Task directions: Copy every line that holds the string "jacket" from the data below.

****

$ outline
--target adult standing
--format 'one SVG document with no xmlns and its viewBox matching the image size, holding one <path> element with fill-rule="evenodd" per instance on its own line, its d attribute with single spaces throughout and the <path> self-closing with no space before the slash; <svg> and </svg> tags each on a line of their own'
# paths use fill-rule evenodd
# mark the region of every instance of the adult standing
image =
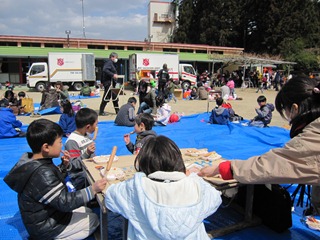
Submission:
<svg viewBox="0 0 320 240">
<path fill-rule="evenodd" d="M 169 81 L 169 71 L 167 64 L 163 64 L 162 69 L 159 71 L 158 75 L 158 92 L 165 93 L 165 87 L 167 82 Z"/>
<path fill-rule="evenodd" d="M 109 100 L 105 101 L 105 97 L 107 95 L 107 99 L 112 99 L 113 107 L 116 113 L 119 112 L 119 102 L 118 99 L 116 99 L 116 94 L 112 91 L 109 91 L 110 86 L 115 87 L 116 86 L 116 80 L 118 79 L 117 69 L 115 67 L 115 63 L 118 62 L 118 54 L 115 52 L 112 52 L 108 59 L 104 61 L 104 65 L 102 68 L 101 73 L 101 83 L 104 87 L 104 93 L 102 96 L 102 100 L 100 103 L 100 109 L 99 109 L 99 115 L 105 116 L 106 113 L 104 112 L 104 109 L 109 102 Z"/>
</svg>

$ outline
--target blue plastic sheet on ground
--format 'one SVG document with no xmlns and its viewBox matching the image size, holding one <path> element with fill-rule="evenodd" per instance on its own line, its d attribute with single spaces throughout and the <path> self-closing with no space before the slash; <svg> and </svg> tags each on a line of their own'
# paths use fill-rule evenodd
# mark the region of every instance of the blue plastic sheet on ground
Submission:
<svg viewBox="0 0 320 240">
<path fill-rule="evenodd" d="M 81 96 L 81 95 L 69 96 L 70 100 L 90 99 L 90 98 L 99 98 L 99 97 L 100 96 Z"/>
<path fill-rule="evenodd" d="M 208 148 L 216 151 L 226 159 L 245 160 L 259 155 L 272 148 L 282 147 L 289 140 L 289 131 L 280 127 L 253 128 L 241 124 L 210 125 L 206 121 L 209 114 L 195 114 L 182 117 L 180 122 L 166 127 L 156 126 L 153 129 L 159 135 L 165 135 L 174 140 L 180 148 Z M 120 127 L 112 121 L 100 122 L 99 132 L 95 140 L 97 155 L 110 154 L 114 145 L 118 146 L 117 155 L 128 155 L 123 141 L 123 135 L 131 132 L 133 127 Z M 26 130 L 26 126 L 23 127 Z M 132 141 L 136 135 L 131 135 Z M 65 141 L 66 138 L 63 139 Z M 17 204 L 17 194 L 4 182 L 4 176 L 10 171 L 19 157 L 29 151 L 25 138 L 0 139 L 0 239 L 27 239 L 27 232 L 23 226 Z M 56 164 L 60 159 L 54 159 Z M 308 229 L 300 222 L 299 212 L 294 212 L 293 227 L 278 234 L 261 225 L 247 228 L 216 239 L 320 239 L 320 233 Z M 219 224 L 229 224 L 237 221 L 229 214 L 213 215 Z M 117 215 L 109 217 L 110 239 L 121 239 L 122 219 Z M 206 220 L 210 225 L 210 219 Z"/>
</svg>

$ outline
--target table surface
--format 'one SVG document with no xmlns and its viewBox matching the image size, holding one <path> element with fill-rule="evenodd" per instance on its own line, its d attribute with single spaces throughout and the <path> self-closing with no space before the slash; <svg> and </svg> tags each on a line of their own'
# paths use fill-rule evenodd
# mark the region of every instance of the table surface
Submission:
<svg viewBox="0 0 320 240">
<path fill-rule="evenodd" d="M 207 149 L 185 148 L 180 150 L 181 150 L 182 157 L 186 167 L 188 167 L 191 164 L 196 164 L 196 165 L 199 165 L 200 167 L 205 167 L 205 166 L 211 166 L 213 162 L 219 163 L 223 161 L 222 158 L 217 160 L 207 160 L 207 159 L 204 160 L 204 159 L 201 159 L 201 156 L 186 155 L 187 153 L 190 153 L 190 152 L 192 153 L 197 151 L 207 151 Z M 110 184 L 125 181 L 133 177 L 133 175 L 136 173 L 136 170 L 134 168 L 135 157 L 136 157 L 135 155 L 118 156 L 118 160 L 113 162 L 112 167 L 121 168 L 125 173 L 125 177 L 120 180 L 117 179 L 117 180 L 109 181 Z M 87 174 L 90 174 L 93 181 L 97 181 L 102 178 L 101 172 L 104 172 L 104 169 L 107 166 L 107 163 L 97 164 L 93 161 L 93 159 L 85 159 L 83 160 L 83 165 L 85 167 Z M 104 167 L 104 169 L 101 170 L 99 166 Z M 219 186 L 230 188 L 230 187 L 235 187 L 238 184 L 238 182 L 234 179 L 228 180 L 228 181 L 218 177 L 205 177 L 204 179 L 207 180 L 209 183 L 211 183 L 213 186 L 217 187 L 217 189 L 219 189 Z M 107 184 L 107 187 L 108 187 L 108 184 Z"/>
</svg>

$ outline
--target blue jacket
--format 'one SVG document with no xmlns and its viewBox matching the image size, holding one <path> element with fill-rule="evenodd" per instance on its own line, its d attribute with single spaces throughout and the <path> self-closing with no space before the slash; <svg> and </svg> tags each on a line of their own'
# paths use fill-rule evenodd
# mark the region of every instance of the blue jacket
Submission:
<svg viewBox="0 0 320 240">
<path fill-rule="evenodd" d="M 172 173 L 176 174 L 160 172 L 165 177 Z M 221 204 L 219 192 L 196 174 L 157 182 L 138 172 L 132 179 L 111 184 L 105 196 L 107 208 L 129 220 L 131 240 L 210 239 L 203 220 Z"/>
<path fill-rule="evenodd" d="M 218 107 L 218 108 L 216 107 L 212 109 L 209 123 L 226 125 L 229 123 L 229 117 L 230 117 L 230 113 L 228 109 L 223 107 Z"/>
<path fill-rule="evenodd" d="M 20 128 L 22 123 L 17 120 L 10 108 L 0 108 L 0 138 L 16 137 L 19 133 L 15 128 Z"/>
<path fill-rule="evenodd" d="M 72 133 L 77 128 L 75 114 L 70 117 L 68 114 L 62 113 L 60 116 L 59 125 L 62 128 L 64 134 Z"/>
</svg>

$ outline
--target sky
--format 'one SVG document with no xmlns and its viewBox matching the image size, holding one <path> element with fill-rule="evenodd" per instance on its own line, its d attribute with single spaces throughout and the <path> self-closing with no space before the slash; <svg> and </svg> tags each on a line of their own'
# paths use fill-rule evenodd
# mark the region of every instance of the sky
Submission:
<svg viewBox="0 0 320 240">
<path fill-rule="evenodd" d="M 84 15 L 82 14 L 82 3 Z M 143 41 L 149 0 L 0 0 L 0 35 Z"/>
</svg>

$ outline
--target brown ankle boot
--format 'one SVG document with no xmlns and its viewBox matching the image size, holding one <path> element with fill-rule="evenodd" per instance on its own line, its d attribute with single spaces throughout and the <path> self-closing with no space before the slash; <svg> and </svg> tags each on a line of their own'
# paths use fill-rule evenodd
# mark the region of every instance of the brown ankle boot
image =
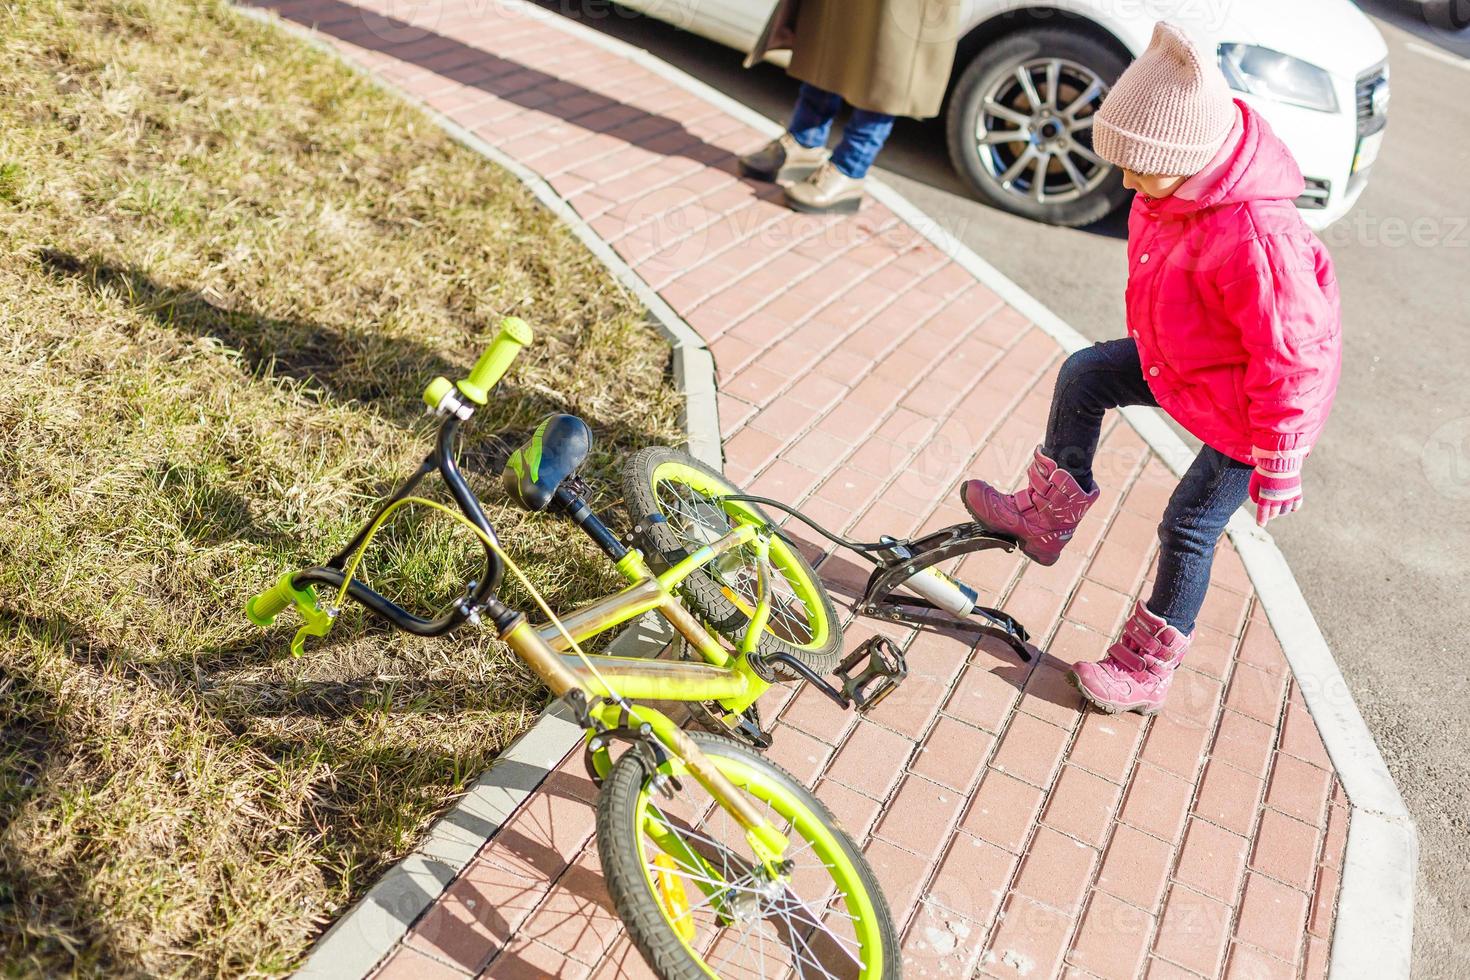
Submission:
<svg viewBox="0 0 1470 980">
<path fill-rule="evenodd" d="M 852 214 L 863 203 L 863 182 L 828 160 L 806 180 L 786 188 L 786 204 L 807 214 Z"/>
<path fill-rule="evenodd" d="M 740 173 L 756 180 L 803 180 L 826 162 L 825 146 L 802 146 L 790 133 L 782 133 L 741 157 Z"/>
</svg>

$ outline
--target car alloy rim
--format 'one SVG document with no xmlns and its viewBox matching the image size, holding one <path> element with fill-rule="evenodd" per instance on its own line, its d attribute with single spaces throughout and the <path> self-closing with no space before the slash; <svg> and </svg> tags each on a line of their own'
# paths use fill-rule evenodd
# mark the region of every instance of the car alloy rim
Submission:
<svg viewBox="0 0 1470 980">
<path fill-rule="evenodd" d="M 1092 151 L 1092 123 L 1107 83 L 1065 58 L 1036 58 L 1002 75 L 975 116 L 975 150 L 989 178 L 1033 204 L 1062 204 L 1095 190 L 1112 165 Z"/>
</svg>

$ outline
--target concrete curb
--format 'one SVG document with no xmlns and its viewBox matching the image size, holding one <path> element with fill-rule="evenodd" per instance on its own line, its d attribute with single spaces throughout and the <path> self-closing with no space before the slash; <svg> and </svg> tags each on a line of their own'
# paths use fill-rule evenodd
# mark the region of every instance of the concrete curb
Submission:
<svg viewBox="0 0 1470 980">
<path fill-rule="evenodd" d="M 779 124 L 642 48 L 608 37 L 551 11 L 526 6 L 520 0 L 501 0 L 501 6 L 514 7 L 521 16 L 541 20 L 564 33 L 619 54 L 708 101 L 757 132 L 774 137 L 782 131 Z M 318 47 L 331 52 L 339 60 L 371 78 L 385 91 L 417 106 L 457 141 L 511 171 L 530 187 L 537 199 L 562 218 L 593 254 L 608 266 L 618 281 L 644 303 L 655 324 L 669 338 L 674 347 L 675 380 L 685 397 L 684 422 L 685 431 L 689 433 L 690 452 L 711 465 L 720 465 L 722 454 L 715 400 L 714 360 L 704 341 L 617 256 L 611 246 L 550 185 L 419 100 L 407 96 L 382 82 L 371 72 L 353 64 L 340 51 L 317 40 L 311 32 L 285 24 L 280 18 L 262 11 L 242 9 L 241 12 L 306 37 Z M 898 191 L 876 179 L 869 183 L 875 200 L 882 202 L 911 224 L 1002 300 L 1044 330 L 1063 350 L 1071 352 L 1089 345 L 1090 341 L 1074 327 L 956 239 Z M 1128 408 L 1123 410 L 1123 416 L 1172 472 L 1176 475 L 1183 474 L 1194 453 L 1169 428 L 1157 410 Z M 1333 933 L 1330 976 L 1333 980 L 1408 977 L 1413 953 L 1414 881 L 1418 865 L 1418 835 L 1413 821 L 1285 556 L 1270 535 L 1255 527 L 1243 511 L 1231 520 L 1227 533 L 1240 553 L 1293 673 L 1299 681 L 1310 681 L 1301 684 L 1302 695 L 1351 806 L 1347 854 L 1338 898 L 1337 924 Z M 554 712 L 548 712 L 522 739 L 532 739 L 541 725 L 554 725 L 558 721 L 565 724 L 564 719 L 555 719 Z M 537 736 L 530 744 L 536 747 L 540 742 L 541 739 Z M 528 749 L 528 753 L 529 751 Z M 565 751 L 558 754 L 547 768 L 554 766 L 564 754 Z M 496 765 L 499 765 L 499 760 Z M 492 766 L 487 771 L 486 778 L 495 772 L 495 768 Z M 478 785 L 477 783 L 477 787 Z M 523 799 L 524 796 L 520 798 Z M 441 819 L 434 830 L 437 831 L 441 824 L 448 823 L 457 811 L 458 807 Z M 491 829 L 493 831 L 493 827 Z M 434 831 L 431 831 L 430 839 L 434 839 Z M 426 841 L 424 847 L 415 852 L 410 861 L 394 869 L 388 877 L 397 880 L 398 872 L 407 869 L 405 875 L 417 876 L 419 879 L 432 876 L 437 880 L 439 869 L 433 866 L 437 859 L 426 850 L 428 846 L 429 842 Z M 417 858 L 423 859 L 423 866 L 410 866 Z M 451 874 L 450 878 L 452 877 Z M 382 886 L 387 881 L 388 878 L 385 878 L 379 885 Z M 427 884 L 426 881 L 423 883 Z M 442 890 L 447 883 L 448 879 L 434 894 L 437 895 L 438 890 Z M 420 888 L 420 883 L 415 879 L 412 887 Z M 369 905 L 377 891 L 378 888 L 375 887 L 357 908 L 328 931 L 307 961 L 303 974 L 345 976 L 335 970 L 331 974 L 309 971 L 313 963 L 321 957 L 333 935 L 340 933 L 350 918 Z M 428 901 L 432 901 L 432 896 L 425 901 L 425 906 Z M 396 940 L 406 929 L 405 924 L 403 930 L 392 939 Z M 383 952 L 391 948 L 391 945 L 390 941 Z M 361 976 L 362 973 L 353 975 Z"/>
<path fill-rule="evenodd" d="M 645 616 L 619 634 L 609 652 L 653 656 L 668 639 L 663 621 Z M 570 709 L 553 701 L 434 822 L 413 852 L 332 924 L 295 975 L 303 980 L 360 980 L 370 974 L 581 740 L 582 727 L 572 720 Z"/>
</svg>

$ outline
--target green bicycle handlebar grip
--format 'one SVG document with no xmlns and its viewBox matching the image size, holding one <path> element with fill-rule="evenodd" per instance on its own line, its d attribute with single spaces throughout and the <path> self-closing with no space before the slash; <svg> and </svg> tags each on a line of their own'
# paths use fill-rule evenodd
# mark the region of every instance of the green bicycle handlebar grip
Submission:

****

Answer box:
--target blue jacket
# mark the region of every instance of the blue jacket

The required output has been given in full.